══ Stored rows ══

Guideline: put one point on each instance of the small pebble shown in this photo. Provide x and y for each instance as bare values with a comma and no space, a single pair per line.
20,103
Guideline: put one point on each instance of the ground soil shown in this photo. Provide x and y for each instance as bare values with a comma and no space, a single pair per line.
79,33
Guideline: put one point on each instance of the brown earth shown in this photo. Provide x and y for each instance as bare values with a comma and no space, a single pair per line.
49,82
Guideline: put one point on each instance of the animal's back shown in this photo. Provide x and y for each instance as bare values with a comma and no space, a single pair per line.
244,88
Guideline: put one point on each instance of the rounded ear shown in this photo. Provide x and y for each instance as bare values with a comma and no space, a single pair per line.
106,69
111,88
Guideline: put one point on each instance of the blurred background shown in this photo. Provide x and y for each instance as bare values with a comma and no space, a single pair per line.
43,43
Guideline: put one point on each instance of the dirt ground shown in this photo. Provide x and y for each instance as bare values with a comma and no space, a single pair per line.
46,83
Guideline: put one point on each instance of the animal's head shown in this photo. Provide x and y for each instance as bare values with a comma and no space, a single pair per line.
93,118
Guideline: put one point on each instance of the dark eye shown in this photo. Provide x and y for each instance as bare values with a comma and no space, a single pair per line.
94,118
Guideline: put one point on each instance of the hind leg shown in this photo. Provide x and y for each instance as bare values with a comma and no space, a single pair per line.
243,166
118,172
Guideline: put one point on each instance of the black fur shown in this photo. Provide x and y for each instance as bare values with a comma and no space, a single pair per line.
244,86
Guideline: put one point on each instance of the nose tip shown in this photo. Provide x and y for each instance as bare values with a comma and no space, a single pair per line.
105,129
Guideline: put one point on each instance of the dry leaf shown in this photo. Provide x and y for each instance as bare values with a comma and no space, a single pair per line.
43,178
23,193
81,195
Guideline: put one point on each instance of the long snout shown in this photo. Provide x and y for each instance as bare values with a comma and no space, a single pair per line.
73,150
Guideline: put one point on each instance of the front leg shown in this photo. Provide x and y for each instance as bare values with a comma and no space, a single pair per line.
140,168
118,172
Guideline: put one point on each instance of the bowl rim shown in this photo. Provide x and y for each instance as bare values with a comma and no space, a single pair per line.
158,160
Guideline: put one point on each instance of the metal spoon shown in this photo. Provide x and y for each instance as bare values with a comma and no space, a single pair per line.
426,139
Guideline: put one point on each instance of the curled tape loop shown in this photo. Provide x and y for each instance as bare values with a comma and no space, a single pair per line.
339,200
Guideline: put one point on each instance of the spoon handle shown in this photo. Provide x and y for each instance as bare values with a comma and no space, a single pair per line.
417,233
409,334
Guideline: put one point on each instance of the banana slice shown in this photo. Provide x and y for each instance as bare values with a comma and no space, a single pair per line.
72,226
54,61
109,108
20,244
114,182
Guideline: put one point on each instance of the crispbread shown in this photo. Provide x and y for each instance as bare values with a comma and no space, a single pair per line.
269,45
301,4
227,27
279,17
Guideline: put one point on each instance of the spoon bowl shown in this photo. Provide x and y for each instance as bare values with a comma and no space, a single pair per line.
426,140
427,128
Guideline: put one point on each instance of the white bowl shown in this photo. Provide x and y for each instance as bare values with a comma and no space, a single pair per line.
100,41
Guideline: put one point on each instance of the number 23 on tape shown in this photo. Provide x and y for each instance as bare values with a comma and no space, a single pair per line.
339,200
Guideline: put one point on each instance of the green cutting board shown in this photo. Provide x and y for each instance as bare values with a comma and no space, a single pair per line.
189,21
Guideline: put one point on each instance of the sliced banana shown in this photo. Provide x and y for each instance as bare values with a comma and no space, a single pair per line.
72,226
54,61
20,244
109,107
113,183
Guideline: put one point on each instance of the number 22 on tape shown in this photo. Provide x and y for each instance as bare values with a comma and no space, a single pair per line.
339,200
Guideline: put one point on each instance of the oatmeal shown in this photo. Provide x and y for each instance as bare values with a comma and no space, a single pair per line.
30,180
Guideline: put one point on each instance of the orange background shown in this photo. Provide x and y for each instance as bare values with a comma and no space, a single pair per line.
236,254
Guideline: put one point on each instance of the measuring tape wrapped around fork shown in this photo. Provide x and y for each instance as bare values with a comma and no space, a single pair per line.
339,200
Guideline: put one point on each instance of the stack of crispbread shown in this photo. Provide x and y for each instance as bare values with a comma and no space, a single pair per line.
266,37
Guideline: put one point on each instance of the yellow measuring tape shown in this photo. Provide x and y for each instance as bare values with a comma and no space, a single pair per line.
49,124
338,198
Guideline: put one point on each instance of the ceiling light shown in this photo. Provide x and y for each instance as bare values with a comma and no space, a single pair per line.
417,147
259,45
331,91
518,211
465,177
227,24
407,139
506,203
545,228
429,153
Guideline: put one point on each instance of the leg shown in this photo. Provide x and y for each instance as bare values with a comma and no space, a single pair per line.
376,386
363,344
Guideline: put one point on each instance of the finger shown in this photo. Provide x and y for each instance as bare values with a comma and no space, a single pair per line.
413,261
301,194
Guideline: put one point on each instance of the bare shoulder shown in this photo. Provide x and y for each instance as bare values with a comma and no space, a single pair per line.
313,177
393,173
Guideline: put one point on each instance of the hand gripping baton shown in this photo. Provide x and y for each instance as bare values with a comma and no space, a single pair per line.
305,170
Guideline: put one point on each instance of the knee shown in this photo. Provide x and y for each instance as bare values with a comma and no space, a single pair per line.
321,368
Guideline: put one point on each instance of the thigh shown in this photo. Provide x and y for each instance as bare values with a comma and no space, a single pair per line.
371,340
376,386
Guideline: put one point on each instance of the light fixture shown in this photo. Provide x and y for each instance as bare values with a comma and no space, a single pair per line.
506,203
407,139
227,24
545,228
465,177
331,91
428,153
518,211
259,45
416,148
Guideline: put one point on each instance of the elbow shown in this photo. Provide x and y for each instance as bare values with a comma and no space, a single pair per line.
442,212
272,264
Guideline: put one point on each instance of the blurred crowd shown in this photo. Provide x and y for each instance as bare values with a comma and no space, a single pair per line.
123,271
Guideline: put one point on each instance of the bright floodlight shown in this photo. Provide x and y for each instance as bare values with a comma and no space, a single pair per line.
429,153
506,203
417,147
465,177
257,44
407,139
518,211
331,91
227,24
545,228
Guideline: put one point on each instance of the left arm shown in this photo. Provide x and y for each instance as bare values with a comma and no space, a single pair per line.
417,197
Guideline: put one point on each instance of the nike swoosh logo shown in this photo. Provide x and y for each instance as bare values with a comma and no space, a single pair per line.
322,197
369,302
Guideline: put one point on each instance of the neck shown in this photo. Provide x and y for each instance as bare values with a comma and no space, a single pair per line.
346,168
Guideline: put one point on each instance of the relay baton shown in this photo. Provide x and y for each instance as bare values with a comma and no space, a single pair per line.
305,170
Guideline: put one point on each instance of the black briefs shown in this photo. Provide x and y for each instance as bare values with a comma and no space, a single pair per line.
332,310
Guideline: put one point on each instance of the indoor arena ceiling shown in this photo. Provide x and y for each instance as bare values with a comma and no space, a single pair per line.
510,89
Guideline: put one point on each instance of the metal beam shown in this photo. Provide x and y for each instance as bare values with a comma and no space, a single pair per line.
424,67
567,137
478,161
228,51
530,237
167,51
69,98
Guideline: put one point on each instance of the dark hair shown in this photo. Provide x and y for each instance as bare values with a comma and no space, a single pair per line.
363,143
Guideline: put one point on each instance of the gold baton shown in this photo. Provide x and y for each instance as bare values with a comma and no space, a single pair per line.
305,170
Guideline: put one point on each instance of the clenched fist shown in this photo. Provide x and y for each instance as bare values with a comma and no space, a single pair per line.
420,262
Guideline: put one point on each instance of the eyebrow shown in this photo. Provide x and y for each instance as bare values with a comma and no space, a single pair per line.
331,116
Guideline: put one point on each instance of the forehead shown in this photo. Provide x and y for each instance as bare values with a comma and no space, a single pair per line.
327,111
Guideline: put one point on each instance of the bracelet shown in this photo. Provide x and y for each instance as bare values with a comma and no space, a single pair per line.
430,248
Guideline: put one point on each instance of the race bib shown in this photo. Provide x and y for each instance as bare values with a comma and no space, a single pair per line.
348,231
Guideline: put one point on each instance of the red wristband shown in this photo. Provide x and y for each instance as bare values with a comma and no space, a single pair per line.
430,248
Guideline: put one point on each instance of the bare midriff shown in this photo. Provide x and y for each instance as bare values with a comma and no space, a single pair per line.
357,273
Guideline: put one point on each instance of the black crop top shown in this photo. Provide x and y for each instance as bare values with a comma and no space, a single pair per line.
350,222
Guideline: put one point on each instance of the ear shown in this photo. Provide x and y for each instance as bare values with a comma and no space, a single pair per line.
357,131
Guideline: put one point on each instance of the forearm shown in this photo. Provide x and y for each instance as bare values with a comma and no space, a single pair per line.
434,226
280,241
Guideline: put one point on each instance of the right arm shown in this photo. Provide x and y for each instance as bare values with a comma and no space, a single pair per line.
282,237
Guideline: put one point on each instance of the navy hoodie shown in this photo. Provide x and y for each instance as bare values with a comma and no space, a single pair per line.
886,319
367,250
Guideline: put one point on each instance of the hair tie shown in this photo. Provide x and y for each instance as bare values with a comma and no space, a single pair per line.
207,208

═══

Request: Begin at the line containing "Guideline: put one point on each instance of the right" and reproduce each line through the end of the records above.

Right answer:
Guideline: put one point on each instance of the right arm shown in this photo. Provide x and y for each instance as bare values with a comma and no space, a single pair per line.
282,237
Guideline: put one point on each instance of the navy hoodie shown in this photo. Provide x and y for each instance as bare values with a comma and no space, a single pair per line.
886,319
367,250
Guideline: put one point on each instance of the hair tie shown in this photo. Provide x and y for each instance as bare values with a comma and no space, a single pair per line.
207,208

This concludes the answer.